== PROMPT ==
Arrange every line of the rows below as a numbered list, omitting blank lines and leaving out the pictures.
--- --- ---
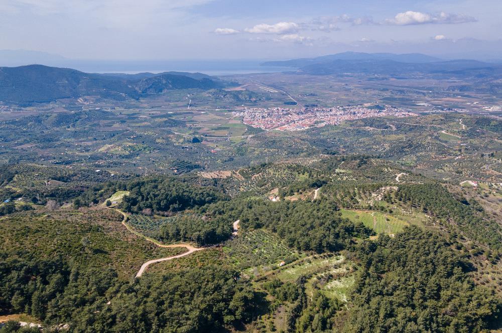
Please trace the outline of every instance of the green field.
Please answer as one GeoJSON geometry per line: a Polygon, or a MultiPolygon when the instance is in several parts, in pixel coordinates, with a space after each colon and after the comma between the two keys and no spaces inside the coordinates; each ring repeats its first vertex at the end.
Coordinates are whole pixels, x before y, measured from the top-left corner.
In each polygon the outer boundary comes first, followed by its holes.
{"type": "Polygon", "coordinates": [[[362,222],[365,226],[371,228],[380,234],[395,234],[403,230],[410,224],[400,218],[380,212],[359,211],[345,209],[340,210],[342,217],[346,218],[354,222],[362,222]]]}

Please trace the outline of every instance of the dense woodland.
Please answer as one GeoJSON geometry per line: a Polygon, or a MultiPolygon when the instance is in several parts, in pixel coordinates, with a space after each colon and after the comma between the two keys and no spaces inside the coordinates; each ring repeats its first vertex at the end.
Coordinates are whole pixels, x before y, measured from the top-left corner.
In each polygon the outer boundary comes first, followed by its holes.
{"type": "Polygon", "coordinates": [[[476,332],[499,313],[500,299],[475,287],[466,259],[433,233],[410,227],[358,253],[347,331],[476,332]]]}

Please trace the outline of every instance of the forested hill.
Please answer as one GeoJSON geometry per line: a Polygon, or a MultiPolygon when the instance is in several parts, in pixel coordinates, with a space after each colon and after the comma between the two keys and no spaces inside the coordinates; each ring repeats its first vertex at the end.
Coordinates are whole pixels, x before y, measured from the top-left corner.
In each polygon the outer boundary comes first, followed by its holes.
{"type": "Polygon", "coordinates": [[[180,89],[207,90],[225,86],[203,74],[190,74],[165,73],[138,79],[134,76],[90,74],[40,65],[0,67],[0,101],[27,104],[83,96],[121,100],[138,99],[143,93],[180,89]]]}

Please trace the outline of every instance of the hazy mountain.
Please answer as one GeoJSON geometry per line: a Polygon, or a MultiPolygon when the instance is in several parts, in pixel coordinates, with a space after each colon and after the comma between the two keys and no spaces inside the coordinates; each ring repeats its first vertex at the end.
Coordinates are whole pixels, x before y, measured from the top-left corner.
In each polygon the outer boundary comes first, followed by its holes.
{"type": "Polygon", "coordinates": [[[308,65],[301,70],[315,75],[362,74],[409,77],[429,75],[437,78],[494,77],[502,74],[502,66],[475,60],[432,63],[403,63],[389,60],[337,60],[308,65]]]}
{"type": "Polygon", "coordinates": [[[0,101],[16,104],[50,102],[66,98],[99,96],[116,100],[137,99],[141,94],[171,89],[223,87],[225,83],[197,73],[200,80],[163,74],[138,79],[84,73],[74,69],[31,65],[0,67],[0,101]]]}
{"type": "Polygon", "coordinates": [[[61,56],[27,50],[0,50],[0,66],[19,66],[32,64],[59,65],[69,60],[61,56]]]}
{"type": "Polygon", "coordinates": [[[188,72],[170,71],[170,72],[163,72],[162,73],[159,73],[157,74],[154,74],[153,73],[150,73],[149,72],[147,72],[145,73],[138,73],[134,74],[124,74],[123,73],[106,73],[104,74],[102,74],[101,75],[104,75],[106,76],[111,76],[117,78],[120,78],[121,79],[125,79],[126,80],[141,80],[142,79],[151,78],[151,77],[153,77],[154,76],[158,76],[159,75],[164,75],[186,76],[187,77],[191,78],[192,79],[195,79],[195,80],[201,80],[202,79],[209,79],[211,80],[215,79],[215,78],[214,77],[210,76],[206,74],[202,74],[202,73],[189,73],[188,72]]]}
{"type": "Polygon", "coordinates": [[[196,80],[188,76],[161,74],[142,79],[135,83],[137,90],[141,93],[165,92],[172,89],[199,88],[204,90],[224,87],[219,82],[207,78],[196,80]]]}
{"type": "Polygon", "coordinates": [[[300,68],[309,65],[325,63],[335,60],[392,60],[403,63],[421,63],[440,61],[441,59],[420,53],[394,54],[393,53],[343,52],[313,58],[301,58],[286,61],[268,61],[262,65],[267,66],[300,68]]]}

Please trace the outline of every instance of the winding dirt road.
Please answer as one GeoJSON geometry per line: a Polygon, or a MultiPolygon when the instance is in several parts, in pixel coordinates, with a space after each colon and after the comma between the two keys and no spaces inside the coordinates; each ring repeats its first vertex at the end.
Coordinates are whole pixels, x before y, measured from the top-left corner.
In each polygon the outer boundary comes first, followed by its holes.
--- --- ---
== EXERCISE ANSWER ==
1. Please trace the outline of every instance of the green field.
2. Please answer as one GeoJSON geometry per line: a Polygon, or a MultiPolygon when the instance is in several parts, in pixel coordinates, with a space after each colon and after the comma between the two keys and no spaces inside the coordinates; each ring repeats its first vertex at the end.
3. Coordinates are whole pixels, x before y, measured from the top-left corner.
4. In each polygon the outer boundary comes first, followed by its holes.
5. {"type": "Polygon", "coordinates": [[[362,222],[365,226],[371,228],[380,234],[395,234],[403,230],[410,224],[400,218],[380,212],[359,211],[345,209],[340,210],[342,217],[346,218],[354,222],[362,222]]]}
6. Please trace the outline of every instance of the dense woodland.
7. Please answer as one GeoJSON geometry per line: a Polygon, or a MultiPolygon when the instance is in several parts, in pixel coordinates, with a space after each colon and after the comma between the two keys and no spaces inside the coordinates; each ring repeats its first vertex at the end.
8. Coordinates are whole pixels, x before y, measured from the top-left corner.
9. In each polygon the outer boundary comes first, followed by its holes.
10. {"type": "Polygon", "coordinates": [[[476,332],[499,313],[500,299],[475,287],[466,259],[433,233],[410,227],[358,253],[347,331],[476,332]]]}
11. Please trace the outline of every instance of the forested hill.
12. Please answer as one GeoJSON geometry per line: a Polygon, or a MultiPolygon when the instance is in several parts, in pixel coordinates, with a space after each colon and after the comma between the two keys and no spaces inside the coordinates; each ring repeats its first vertex at the end.
13. Coordinates are whole pixels, x before y, measured from the top-left corner.
14. In each polygon the outer boundary comes first, followed by its holes.
15. {"type": "Polygon", "coordinates": [[[180,89],[207,90],[225,86],[203,74],[190,74],[165,73],[138,79],[134,76],[90,74],[40,65],[0,67],[0,101],[27,104],[83,96],[121,100],[138,99],[143,93],[180,89]]]}
16. Please trace the outline of every instance of the hazy mountain.
17. Please answer as one GeoJSON geometry per line: a Polygon, or a MultiPolygon when the instance is in several parts, in pixel coordinates, with a space after each colon and after the comma between the two keys and no spaces inside the coordinates; each ring repeats its first vertex at the end.
18. Coordinates are whole pixels, x before y, measured from the top-left corner.
19. In each polygon the outer boundary comes first, followed by its holes.
20. {"type": "Polygon", "coordinates": [[[308,65],[301,70],[315,75],[362,74],[409,77],[429,75],[437,78],[494,77],[502,74],[502,66],[475,60],[432,63],[403,63],[389,60],[337,60],[308,65]]]}
21. {"type": "Polygon", "coordinates": [[[0,101],[16,104],[50,102],[66,98],[99,96],[116,100],[137,99],[141,94],[171,89],[223,87],[225,83],[197,73],[200,80],[163,74],[138,79],[84,73],[74,69],[31,65],[0,67],[0,101]]]}
22. {"type": "Polygon", "coordinates": [[[61,56],[27,50],[0,50],[0,66],[19,66],[32,64],[59,65],[69,60],[61,56]]]}
23. {"type": "Polygon", "coordinates": [[[188,72],[170,71],[170,72],[163,72],[162,73],[159,73],[157,74],[154,74],[153,73],[150,73],[149,72],[147,72],[145,73],[138,73],[134,74],[124,74],[123,73],[106,73],[104,74],[102,74],[101,75],[104,75],[106,76],[111,76],[117,78],[120,78],[121,79],[125,79],[126,80],[141,80],[142,79],[151,78],[151,77],[153,77],[154,76],[158,76],[159,75],[164,75],[186,76],[187,77],[191,78],[192,79],[195,79],[195,80],[201,80],[202,79],[209,79],[211,80],[215,79],[215,78],[214,77],[210,76],[206,74],[202,74],[202,73],[189,73],[188,72]]]}
24. {"type": "Polygon", "coordinates": [[[196,80],[188,76],[161,74],[142,79],[135,83],[137,90],[141,93],[165,92],[172,89],[199,88],[204,90],[224,87],[219,82],[207,78],[196,80]]]}
25. {"type": "Polygon", "coordinates": [[[300,68],[309,65],[325,63],[335,60],[392,60],[403,63],[421,63],[440,61],[441,59],[420,53],[394,54],[393,53],[343,52],[313,58],[301,58],[286,61],[268,61],[262,65],[267,66],[300,68]]]}
26. Please trace the outline of every instance of the winding dirt road.
27. Please answer as one GeoJSON geometry per line: a Polygon, or a MultiPolygon when the instance is in several parts, in pixel coordinates, with a space after each colon and after the comma between the two keys and no spaces inside the coordinates; each ring repeats its first vertex at the end.
28. Coordinates are whole pixels, x before y, measured from the top-left corner.
29. In each polygon the outer boundary comes first, followed by its holes.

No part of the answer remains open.